Copy the lines of the listing from the line containing "Mark the cardboard" through the line containing "200;100;278;214", inclusive, reproducing each one character for character.

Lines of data
((

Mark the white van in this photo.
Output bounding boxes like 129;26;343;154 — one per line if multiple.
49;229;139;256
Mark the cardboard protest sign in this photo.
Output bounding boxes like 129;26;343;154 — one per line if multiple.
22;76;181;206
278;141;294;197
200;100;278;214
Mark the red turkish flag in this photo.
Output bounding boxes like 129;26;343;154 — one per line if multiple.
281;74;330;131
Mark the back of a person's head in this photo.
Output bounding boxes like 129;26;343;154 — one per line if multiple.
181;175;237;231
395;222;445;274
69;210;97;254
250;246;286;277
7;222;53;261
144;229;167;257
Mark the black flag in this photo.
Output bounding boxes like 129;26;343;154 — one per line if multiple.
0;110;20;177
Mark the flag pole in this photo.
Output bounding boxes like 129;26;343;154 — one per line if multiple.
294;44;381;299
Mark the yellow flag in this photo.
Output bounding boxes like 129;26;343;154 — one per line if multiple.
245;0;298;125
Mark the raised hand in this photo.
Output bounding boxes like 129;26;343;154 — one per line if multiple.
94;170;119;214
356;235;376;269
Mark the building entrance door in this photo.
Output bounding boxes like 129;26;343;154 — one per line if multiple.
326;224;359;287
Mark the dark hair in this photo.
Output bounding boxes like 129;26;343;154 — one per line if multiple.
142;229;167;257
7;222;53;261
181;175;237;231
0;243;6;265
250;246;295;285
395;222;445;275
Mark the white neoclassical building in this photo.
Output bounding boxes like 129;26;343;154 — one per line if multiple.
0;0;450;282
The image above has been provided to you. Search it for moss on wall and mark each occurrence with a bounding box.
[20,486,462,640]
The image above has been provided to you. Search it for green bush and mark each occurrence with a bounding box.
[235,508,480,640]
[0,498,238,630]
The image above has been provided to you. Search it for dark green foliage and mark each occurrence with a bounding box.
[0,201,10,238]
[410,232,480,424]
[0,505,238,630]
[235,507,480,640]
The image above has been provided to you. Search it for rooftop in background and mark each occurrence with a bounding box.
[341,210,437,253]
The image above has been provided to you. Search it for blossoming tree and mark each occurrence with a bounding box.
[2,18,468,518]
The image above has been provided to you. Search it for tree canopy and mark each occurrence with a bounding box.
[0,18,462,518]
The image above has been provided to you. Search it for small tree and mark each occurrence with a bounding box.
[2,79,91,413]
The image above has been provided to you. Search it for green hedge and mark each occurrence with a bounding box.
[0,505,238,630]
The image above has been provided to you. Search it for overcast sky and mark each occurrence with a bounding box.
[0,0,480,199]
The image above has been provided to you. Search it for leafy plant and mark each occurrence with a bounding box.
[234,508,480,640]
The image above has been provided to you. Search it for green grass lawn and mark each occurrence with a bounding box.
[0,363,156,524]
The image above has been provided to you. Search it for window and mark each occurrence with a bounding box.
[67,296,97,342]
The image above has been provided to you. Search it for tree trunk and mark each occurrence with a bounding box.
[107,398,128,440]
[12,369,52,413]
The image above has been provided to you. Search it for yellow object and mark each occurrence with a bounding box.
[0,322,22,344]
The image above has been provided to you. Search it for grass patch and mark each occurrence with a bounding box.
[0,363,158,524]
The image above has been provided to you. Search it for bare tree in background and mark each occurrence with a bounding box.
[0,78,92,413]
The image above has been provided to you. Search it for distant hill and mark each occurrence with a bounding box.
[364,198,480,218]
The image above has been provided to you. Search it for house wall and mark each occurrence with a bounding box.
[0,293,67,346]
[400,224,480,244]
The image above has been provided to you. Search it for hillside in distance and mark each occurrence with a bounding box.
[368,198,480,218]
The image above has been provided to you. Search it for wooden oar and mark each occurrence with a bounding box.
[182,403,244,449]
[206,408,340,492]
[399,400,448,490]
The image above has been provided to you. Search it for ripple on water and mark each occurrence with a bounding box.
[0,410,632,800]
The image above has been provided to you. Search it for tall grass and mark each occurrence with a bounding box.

))

--- EXERCISE RESULT ---
Mark the cardboard protest sign in this photo.
Output bounding boxes like 129;26;343;154 — one per line if multiple.
22;76;181;206
278;141;294;197
200;100;278;214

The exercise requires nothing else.